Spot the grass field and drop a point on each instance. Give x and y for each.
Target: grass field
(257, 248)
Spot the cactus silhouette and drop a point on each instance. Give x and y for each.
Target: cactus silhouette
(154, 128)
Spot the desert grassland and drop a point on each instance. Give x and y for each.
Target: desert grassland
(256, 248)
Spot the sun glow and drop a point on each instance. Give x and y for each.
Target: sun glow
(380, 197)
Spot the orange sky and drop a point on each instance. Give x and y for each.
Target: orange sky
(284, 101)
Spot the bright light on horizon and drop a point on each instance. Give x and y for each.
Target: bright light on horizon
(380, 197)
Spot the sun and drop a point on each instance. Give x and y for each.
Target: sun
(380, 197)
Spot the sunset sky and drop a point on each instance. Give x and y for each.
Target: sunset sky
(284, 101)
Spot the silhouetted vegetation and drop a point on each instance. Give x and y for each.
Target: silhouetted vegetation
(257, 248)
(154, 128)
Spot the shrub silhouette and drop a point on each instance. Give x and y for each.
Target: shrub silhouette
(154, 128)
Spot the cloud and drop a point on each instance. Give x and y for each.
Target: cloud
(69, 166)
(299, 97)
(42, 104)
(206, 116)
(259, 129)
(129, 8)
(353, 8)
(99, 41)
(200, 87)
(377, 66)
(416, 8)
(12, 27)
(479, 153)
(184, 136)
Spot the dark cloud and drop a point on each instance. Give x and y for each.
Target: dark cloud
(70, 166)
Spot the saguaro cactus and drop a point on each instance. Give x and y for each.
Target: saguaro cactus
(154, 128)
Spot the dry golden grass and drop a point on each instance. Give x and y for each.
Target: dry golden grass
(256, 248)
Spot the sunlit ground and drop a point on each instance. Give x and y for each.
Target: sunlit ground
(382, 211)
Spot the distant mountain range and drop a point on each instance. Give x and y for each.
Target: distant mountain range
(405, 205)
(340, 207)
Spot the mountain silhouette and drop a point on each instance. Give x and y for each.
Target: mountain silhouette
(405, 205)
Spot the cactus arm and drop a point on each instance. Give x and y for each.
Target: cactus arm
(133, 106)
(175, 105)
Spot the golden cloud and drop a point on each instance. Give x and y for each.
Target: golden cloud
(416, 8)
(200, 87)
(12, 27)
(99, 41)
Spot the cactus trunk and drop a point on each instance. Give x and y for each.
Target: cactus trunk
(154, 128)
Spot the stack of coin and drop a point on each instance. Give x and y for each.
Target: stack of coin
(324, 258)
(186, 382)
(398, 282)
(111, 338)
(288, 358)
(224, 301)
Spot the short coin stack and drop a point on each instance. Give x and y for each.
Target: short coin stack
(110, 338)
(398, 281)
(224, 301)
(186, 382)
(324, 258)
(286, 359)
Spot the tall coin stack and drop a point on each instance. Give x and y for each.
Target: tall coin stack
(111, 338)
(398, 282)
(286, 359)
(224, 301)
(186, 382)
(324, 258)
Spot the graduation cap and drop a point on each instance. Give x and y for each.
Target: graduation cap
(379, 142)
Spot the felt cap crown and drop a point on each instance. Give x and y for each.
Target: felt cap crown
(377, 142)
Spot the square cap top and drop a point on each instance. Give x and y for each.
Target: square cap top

= What you will do =
Reproduce every one of the rows above word for word, with each line unchanged and in its original order.

= The answer =
Spot the grass field and drop a point on each instance. Give x and y for each.
Target: grass field
(257, 248)
Spot the cactus silhouette and drop a point on each instance. Give x and y for each.
Target: cactus silhouette
(154, 128)
Spot the desert grassland and drop a point on each instance. Give x and y for each.
Target: desert grassland
(256, 248)
Spot the sun glow and drop a point on each instance. Give x and y for each.
Target: sun glow
(380, 197)
Spot the orange sky and drop a point on each instance. Give x and y for each.
Target: orange sky
(284, 101)
Spot the bright light on horizon and drop a point on each instance. Give x and y for each.
Target: bright light on horizon
(380, 197)
Spot the sun and drop a point on each instance. Give x and y for each.
Target: sun
(380, 197)
Spot the sunset sky and drop a point on each instance. Give x and y for each.
Target: sunset sky
(284, 101)
Spot the silhouetted vegetation and drop a point on each instance. Give x and y for each.
Target: silhouetted vegetation
(257, 248)
(154, 128)
Spot the shrub silhouette and drop a point on each instance. Give x and y for each.
Target: shrub silhouette
(154, 128)
Spot the cloud and drop a point on each instance. Give x and y for each.
Target: cloud
(69, 166)
(299, 97)
(42, 104)
(206, 116)
(259, 129)
(129, 8)
(353, 8)
(99, 41)
(200, 87)
(377, 66)
(416, 8)
(12, 27)
(479, 153)
(184, 136)
Spot the dark cloud and drop a point on each instance. Give x and y for each.
Target: dark cloud
(70, 166)
Spot the saguaro cactus and drop a point on each instance. Give x and y for each.
Target: saguaro cactus
(154, 128)
Spot the dry golden grass and drop a point on each instance. Give x and y for each.
Target: dry golden grass
(256, 248)
Spot the sunlit ground and drop a point on each instance. Give x and y for each.
Target: sunlit ground
(382, 211)
Spot the distant mountain range and drop a point on each instance. Give x and y for each.
Target: distant mountain range
(405, 205)
(340, 207)
Spot the mountain silhouette and drop a point on each instance. Give x and y for each.
Target: mountain silhouette
(405, 205)
Spot the cactus arm and drop a point on each instance. Give x and y for each.
Target: cactus arm
(133, 106)
(175, 105)
Spot the golden cloud and drop a point on each instance. Give x and y for each.
Target: golden cloud
(416, 8)
(200, 87)
(12, 27)
(99, 41)
Spot the cactus trunk and drop a point on each instance. Give x and y for each.
Target: cactus trunk
(154, 128)
Spot the stack of coin and drop a point on each instance. Give x and y for each.
Target: stack of coin
(324, 258)
(186, 382)
(398, 282)
(111, 338)
(288, 358)
(224, 301)
Spot the short coin stack and drop a point on each instance. Give x and y for each.
Target: short coin stack
(110, 338)
(398, 281)
(224, 301)
(186, 382)
(324, 258)
(286, 359)
Spot the tall coin stack and drop a point on each instance. Give x and y for each.
Target: tall coin stack
(111, 338)
(398, 282)
(286, 359)
(224, 301)
(186, 382)
(324, 258)
Spot the graduation cap and drop a point on each instance. Give x and y for each.
Target: graduation cap
(379, 142)
Spot the felt cap crown and drop a point on each instance. Give x and y for each.
Target: felt cap crown
(377, 142)
Spot the square cap top and drop a point on each instance. Give x and y for each.
Target: square cap top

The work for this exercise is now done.